— GIVEN TASK —
Look in the data below for the line that contains "Annotation task — mark the spectator in". Copy that line and the remaining lines exactly.

Named-object pointing records
........

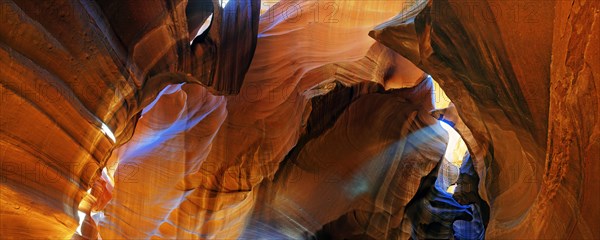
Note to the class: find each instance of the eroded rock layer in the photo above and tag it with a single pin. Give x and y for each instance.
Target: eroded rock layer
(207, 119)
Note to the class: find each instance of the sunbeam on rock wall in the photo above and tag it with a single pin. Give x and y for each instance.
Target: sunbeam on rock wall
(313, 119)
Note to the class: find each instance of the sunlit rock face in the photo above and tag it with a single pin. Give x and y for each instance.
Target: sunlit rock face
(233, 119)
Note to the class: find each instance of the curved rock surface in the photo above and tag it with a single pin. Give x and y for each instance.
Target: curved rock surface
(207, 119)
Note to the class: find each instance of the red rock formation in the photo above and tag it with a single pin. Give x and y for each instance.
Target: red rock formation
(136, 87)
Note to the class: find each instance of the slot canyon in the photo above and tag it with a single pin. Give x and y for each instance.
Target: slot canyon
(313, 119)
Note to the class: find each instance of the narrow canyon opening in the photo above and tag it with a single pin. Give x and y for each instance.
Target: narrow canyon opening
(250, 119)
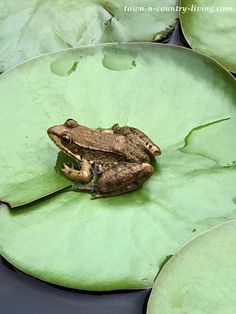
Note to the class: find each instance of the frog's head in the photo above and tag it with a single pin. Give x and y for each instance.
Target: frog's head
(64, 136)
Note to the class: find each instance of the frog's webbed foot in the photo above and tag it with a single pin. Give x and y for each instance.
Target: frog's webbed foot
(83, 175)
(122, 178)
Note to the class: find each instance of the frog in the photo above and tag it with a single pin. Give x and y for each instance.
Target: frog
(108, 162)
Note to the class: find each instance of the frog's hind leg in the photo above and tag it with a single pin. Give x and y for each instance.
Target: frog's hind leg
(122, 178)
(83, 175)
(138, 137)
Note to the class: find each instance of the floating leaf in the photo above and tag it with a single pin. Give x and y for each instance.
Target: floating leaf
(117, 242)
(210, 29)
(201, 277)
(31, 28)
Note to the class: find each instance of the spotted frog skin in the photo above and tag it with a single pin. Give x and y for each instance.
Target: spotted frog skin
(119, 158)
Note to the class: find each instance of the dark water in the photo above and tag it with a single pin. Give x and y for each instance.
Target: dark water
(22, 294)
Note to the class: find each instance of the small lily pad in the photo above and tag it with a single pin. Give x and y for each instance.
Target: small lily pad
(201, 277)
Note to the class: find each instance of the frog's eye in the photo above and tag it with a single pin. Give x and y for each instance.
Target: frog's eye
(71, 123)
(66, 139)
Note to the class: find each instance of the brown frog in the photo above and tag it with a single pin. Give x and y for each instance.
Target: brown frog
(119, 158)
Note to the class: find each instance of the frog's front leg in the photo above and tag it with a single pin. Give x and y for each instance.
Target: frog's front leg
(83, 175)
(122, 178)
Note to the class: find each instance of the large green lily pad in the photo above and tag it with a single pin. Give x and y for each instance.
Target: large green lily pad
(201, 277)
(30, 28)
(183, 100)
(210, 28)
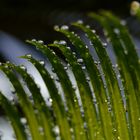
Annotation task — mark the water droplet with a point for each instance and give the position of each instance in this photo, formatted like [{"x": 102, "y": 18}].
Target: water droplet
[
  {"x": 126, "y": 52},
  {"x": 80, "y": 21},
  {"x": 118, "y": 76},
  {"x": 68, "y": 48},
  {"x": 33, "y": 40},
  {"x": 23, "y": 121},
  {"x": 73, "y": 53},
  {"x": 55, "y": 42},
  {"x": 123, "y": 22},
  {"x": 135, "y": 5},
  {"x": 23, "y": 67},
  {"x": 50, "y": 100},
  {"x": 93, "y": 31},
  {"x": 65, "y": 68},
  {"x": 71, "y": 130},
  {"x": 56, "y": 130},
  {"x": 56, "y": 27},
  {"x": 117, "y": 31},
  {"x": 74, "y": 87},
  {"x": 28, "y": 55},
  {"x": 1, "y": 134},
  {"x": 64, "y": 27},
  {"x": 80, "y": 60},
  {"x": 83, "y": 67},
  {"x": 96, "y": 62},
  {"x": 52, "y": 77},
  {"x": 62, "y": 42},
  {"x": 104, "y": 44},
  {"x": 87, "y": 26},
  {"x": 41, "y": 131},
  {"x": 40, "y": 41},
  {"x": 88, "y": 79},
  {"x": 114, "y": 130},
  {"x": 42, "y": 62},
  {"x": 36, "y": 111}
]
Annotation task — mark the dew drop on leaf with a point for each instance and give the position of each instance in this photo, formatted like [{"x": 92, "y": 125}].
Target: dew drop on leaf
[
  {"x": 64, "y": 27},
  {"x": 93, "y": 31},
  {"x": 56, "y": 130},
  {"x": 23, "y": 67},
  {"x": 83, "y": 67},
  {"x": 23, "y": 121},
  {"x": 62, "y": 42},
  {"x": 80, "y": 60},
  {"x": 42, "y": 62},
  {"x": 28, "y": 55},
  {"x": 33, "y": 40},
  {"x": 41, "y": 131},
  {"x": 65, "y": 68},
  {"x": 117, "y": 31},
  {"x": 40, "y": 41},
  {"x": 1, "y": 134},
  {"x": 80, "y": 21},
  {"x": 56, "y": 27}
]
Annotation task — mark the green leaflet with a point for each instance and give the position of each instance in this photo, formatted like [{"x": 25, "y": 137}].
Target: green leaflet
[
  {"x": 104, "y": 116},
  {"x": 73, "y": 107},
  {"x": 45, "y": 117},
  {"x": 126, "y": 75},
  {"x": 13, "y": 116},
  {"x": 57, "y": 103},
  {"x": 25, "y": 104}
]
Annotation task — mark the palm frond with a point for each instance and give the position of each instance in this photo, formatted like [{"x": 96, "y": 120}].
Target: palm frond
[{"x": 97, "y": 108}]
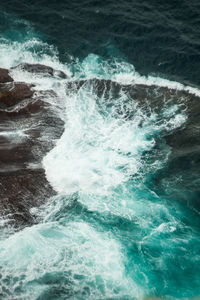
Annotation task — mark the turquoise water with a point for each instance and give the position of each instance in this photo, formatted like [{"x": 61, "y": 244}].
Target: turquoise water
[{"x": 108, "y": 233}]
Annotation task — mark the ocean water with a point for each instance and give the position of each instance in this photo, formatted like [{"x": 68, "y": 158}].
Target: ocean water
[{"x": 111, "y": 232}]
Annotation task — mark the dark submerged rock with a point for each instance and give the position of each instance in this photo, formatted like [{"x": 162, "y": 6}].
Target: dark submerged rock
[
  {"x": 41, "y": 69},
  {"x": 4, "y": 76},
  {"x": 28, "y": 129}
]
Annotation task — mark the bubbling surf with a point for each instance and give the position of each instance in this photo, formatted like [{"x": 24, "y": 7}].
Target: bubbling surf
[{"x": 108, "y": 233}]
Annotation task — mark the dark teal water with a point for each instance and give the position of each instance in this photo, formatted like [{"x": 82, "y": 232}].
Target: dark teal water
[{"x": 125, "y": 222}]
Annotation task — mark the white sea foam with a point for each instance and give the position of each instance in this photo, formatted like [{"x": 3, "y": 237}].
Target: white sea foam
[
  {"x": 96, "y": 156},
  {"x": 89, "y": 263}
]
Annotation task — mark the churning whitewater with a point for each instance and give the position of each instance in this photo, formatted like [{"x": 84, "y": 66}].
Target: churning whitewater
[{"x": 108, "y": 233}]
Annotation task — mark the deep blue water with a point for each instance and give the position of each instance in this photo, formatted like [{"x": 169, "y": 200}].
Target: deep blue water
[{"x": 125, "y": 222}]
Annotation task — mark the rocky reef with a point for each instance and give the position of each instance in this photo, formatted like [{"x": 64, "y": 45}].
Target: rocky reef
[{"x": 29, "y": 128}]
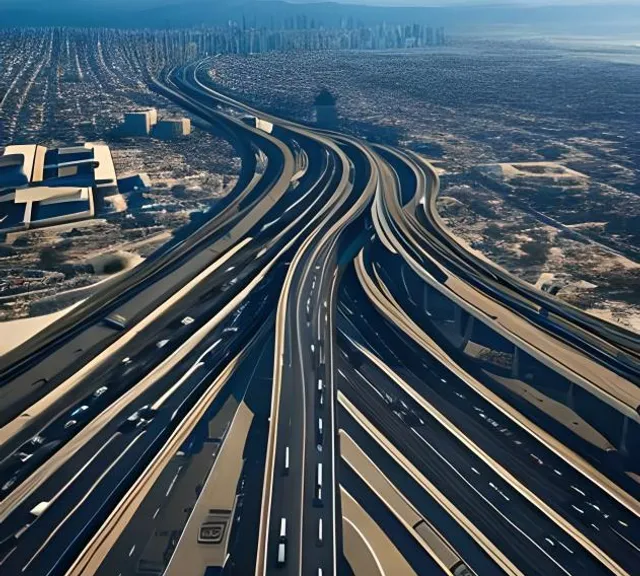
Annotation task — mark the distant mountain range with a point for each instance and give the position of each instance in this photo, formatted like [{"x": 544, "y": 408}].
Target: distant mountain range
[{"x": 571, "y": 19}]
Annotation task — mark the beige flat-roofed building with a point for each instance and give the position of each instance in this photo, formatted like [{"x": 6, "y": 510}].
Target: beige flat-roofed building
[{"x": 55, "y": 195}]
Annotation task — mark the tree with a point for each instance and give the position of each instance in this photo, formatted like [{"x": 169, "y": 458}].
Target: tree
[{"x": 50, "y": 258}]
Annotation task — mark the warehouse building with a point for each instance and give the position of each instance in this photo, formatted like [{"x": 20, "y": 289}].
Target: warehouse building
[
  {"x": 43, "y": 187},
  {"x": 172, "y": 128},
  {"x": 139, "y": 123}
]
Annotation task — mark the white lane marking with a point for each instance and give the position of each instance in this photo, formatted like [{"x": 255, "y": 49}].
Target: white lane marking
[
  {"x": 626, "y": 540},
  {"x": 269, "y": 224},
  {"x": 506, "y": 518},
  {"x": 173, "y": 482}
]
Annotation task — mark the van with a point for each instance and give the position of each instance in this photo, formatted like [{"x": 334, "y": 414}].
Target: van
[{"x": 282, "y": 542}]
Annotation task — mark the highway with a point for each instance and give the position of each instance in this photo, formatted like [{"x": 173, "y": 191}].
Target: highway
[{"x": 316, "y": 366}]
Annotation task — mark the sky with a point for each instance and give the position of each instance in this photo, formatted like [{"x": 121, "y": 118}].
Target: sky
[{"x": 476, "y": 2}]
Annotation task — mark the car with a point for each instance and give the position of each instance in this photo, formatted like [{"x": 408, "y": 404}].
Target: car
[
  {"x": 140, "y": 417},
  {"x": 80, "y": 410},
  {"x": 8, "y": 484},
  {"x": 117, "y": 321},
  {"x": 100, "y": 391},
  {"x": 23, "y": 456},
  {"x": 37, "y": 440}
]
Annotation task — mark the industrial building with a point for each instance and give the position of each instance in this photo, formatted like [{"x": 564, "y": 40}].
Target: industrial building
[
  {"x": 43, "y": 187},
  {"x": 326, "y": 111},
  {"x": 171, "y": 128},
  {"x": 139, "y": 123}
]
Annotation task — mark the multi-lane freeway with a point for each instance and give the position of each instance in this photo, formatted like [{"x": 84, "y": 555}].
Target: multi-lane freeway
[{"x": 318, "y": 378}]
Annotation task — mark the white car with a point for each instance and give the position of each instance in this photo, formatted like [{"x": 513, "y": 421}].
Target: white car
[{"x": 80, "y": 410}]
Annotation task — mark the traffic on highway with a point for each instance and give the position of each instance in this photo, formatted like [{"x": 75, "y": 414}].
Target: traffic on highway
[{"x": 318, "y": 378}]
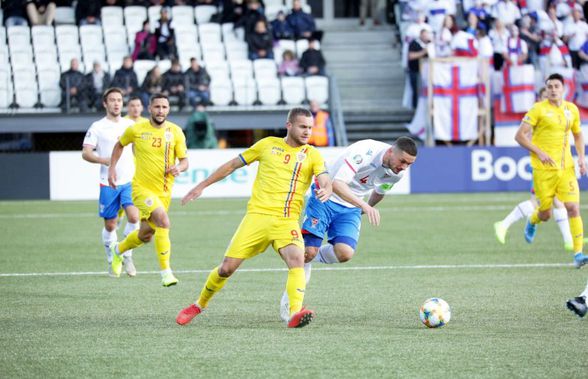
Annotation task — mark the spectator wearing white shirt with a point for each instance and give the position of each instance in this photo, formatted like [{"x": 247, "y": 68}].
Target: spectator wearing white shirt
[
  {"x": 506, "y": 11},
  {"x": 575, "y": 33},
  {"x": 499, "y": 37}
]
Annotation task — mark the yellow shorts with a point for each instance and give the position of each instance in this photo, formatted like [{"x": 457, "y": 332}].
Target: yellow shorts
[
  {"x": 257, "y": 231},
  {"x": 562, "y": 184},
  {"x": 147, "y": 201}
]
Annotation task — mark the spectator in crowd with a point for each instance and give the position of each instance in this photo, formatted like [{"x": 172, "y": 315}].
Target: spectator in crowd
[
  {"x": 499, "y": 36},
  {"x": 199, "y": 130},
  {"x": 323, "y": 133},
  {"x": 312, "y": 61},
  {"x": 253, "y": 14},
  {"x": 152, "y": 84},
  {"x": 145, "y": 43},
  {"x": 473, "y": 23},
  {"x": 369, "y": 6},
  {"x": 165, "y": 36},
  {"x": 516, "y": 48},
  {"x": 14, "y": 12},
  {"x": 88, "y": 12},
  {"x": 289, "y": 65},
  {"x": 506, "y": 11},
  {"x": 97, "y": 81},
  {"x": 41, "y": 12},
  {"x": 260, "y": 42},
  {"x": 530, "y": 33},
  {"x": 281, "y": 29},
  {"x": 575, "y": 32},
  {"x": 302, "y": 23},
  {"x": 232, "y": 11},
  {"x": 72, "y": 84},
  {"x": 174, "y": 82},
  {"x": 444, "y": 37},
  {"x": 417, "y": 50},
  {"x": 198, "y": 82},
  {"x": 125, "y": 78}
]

........

— EXERCISE RESULT —
Annotation task — mark the spectator in crowd with a point for each instance and give the position of each instance in this photo, formatted like [{"x": 172, "y": 315}].
Target: spectator in crowd
[
  {"x": 499, "y": 36},
  {"x": 199, "y": 130},
  {"x": 323, "y": 133},
  {"x": 312, "y": 61},
  {"x": 253, "y": 14},
  {"x": 152, "y": 84},
  {"x": 145, "y": 43},
  {"x": 473, "y": 23},
  {"x": 369, "y": 6},
  {"x": 165, "y": 36},
  {"x": 516, "y": 48},
  {"x": 14, "y": 12},
  {"x": 88, "y": 12},
  {"x": 289, "y": 65},
  {"x": 506, "y": 11},
  {"x": 97, "y": 81},
  {"x": 41, "y": 12},
  {"x": 260, "y": 42},
  {"x": 530, "y": 33},
  {"x": 281, "y": 29},
  {"x": 575, "y": 32},
  {"x": 302, "y": 23},
  {"x": 232, "y": 11},
  {"x": 72, "y": 84},
  {"x": 174, "y": 82},
  {"x": 444, "y": 37},
  {"x": 417, "y": 50},
  {"x": 198, "y": 82},
  {"x": 125, "y": 78}
]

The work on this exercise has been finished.